(Dataset records on where objects are located)
_ _ _ _ _ _ _

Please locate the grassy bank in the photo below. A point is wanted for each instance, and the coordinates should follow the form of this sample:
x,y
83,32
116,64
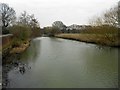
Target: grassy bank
x,y
109,40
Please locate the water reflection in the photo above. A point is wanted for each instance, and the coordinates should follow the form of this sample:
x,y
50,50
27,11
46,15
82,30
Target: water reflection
x,y
59,63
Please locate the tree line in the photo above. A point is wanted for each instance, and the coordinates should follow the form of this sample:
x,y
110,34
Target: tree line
x,y
23,28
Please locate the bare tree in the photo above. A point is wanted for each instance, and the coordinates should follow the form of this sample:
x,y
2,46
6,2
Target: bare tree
x,y
110,17
8,15
59,24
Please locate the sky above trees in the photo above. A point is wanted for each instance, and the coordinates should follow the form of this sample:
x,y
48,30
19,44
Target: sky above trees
x,y
67,11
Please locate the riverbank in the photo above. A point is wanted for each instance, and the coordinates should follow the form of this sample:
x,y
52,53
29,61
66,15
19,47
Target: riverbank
x,y
21,48
100,39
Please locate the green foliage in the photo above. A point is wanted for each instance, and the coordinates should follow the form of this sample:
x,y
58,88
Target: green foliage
x,y
20,34
51,31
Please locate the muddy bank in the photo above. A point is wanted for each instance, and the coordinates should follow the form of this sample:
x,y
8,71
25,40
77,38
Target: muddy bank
x,y
92,38
11,59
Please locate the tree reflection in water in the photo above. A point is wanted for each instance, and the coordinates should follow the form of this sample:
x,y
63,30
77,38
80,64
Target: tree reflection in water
x,y
17,66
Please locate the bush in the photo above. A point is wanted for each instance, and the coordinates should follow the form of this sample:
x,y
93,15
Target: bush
x,y
21,33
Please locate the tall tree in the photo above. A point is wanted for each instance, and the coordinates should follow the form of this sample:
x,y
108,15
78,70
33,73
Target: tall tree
x,y
59,24
8,15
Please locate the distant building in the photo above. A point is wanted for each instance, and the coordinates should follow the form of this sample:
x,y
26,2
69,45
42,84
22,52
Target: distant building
x,y
76,28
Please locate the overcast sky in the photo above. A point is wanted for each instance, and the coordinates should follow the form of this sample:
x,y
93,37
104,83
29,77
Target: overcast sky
x,y
67,11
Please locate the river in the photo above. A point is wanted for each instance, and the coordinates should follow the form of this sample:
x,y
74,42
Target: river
x,y
60,63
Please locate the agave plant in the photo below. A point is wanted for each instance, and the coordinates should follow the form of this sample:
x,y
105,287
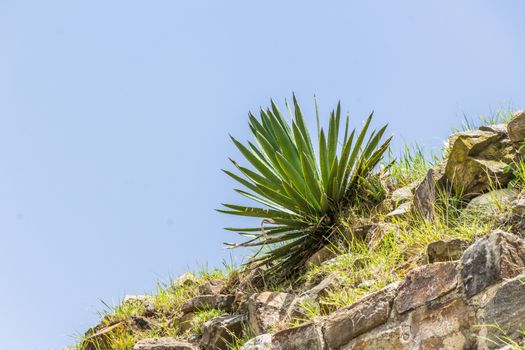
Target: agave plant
x,y
302,190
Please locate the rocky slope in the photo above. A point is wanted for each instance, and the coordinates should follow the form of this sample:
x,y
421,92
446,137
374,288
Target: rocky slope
x,y
464,290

_ _ _ _ _ _ _

Copy the material again, starting at the line containing "Please locate the river in" and ending at the end of the material. Scale every answer coordinate by 1.45 and round it to a whole number, rounding halves up, keep every other line and number unchanged, and leave out the pictures.

- [Solution for this task]
Please locate the river in the photo above. A point is wanted for each instance, and the coordinates should follow the form of this sample:
x,y
74,42
Target: river
x,y
87,91
Please locate the agave plant in the photo below. A point is wanted for each instance, and the coordinates should follow the form of this sample:
x,y
105,287
Target: agave plant
x,y
438,276
Please locate the rocky slope in the photo above. A point is wanted for each instance, and the coordinates should follow the form of this sample:
x,y
421,92
446,137
374,288
Target: rocky slope
x,y
673,421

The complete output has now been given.